Short exercise: Please rewrite the lines below, substituting "lawn edge" for every occurrence of "grass verge" and leaving everything else unchanged.

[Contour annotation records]
-*-
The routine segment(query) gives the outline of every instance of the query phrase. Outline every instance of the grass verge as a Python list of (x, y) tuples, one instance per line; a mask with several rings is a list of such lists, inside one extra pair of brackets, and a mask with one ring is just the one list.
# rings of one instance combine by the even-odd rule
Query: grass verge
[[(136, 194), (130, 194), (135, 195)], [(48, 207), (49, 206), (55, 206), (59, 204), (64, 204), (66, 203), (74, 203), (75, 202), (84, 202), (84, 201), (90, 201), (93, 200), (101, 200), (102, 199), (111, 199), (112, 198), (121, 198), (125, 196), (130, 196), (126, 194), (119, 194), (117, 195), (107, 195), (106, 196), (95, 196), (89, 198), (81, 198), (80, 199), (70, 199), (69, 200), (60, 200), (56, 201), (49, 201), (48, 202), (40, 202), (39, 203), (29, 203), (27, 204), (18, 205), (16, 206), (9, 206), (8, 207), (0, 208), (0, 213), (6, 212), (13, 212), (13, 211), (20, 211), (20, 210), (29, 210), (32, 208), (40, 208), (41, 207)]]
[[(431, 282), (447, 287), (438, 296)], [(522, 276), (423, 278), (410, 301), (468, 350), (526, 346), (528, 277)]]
-*-
Written reply:
The routine segment(query) gives the outline of every instance of the query phrase. Outline every instance of the lawn edge as a Python list of (x, y) tuples, one instance per line; a mask with several rings is a list of such lists, inside one extra pair of brackets, and a mask with one ring is just the one list.
# rings of one instance combine by the even-odd rule
Query: lawn edge
[[(136, 194), (130, 194), (135, 195)], [(48, 207), (49, 206), (55, 206), (59, 204), (64, 204), (66, 203), (74, 203), (75, 202), (84, 202), (84, 201), (90, 201), (93, 200), (101, 200), (102, 199), (111, 199), (112, 198), (121, 198), (125, 196), (130, 196), (126, 194), (119, 194), (117, 195), (107, 195), (106, 196), (95, 196), (89, 198), (81, 198), (80, 199), (70, 199), (69, 200), (60, 200), (56, 201), (49, 201), (48, 202), (40, 202), (39, 203), (29, 203), (27, 204), (18, 205), (16, 206), (9, 206), (8, 207), (0, 208), (0, 213), (6, 212), (13, 212), (13, 211), (20, 211), (20, 210), (29, 210), (32, 208), (40, 208), (41, 207)]]
[[(431, 282), (447, 287), (438, 296)], [(522, 276), (423, 278), (410, 301), (468, 350), (526, 346), (528, 277)]]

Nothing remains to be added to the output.